課題 | 下のレコードのうち、「reminder」という語を含む行をすべてそのまま書き写して列挙してください。

演習のデータ |
***

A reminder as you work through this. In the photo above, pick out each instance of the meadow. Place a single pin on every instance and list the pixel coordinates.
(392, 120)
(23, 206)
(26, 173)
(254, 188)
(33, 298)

***

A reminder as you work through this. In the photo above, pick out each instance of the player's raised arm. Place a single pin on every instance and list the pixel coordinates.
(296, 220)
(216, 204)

***

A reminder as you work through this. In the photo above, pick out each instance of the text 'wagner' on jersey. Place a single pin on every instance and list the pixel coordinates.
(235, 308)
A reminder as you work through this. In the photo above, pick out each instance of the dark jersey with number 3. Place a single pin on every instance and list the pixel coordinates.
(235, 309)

***

課題の出力 |
A reminder as you work through this. In the photo above, pick out each instance of the meadow. Place a single pin on every instance and list the pixel coordinates.
A reminder as you work through this. In the photo above, pick out each instance of the player's raised arm. Place a single pin on every instance and list the pixel coordinates.
A reminder as you work through this. In the photo above, pick out each instance of the text 'wagner' on jersey. Place a single pin on every instance and list the pixel coordinates.
A reminder as you work through this. In the photo above, pick out each instance of the dark jersey with number 3. Place a single pin on every instance and list the pixel coordinates.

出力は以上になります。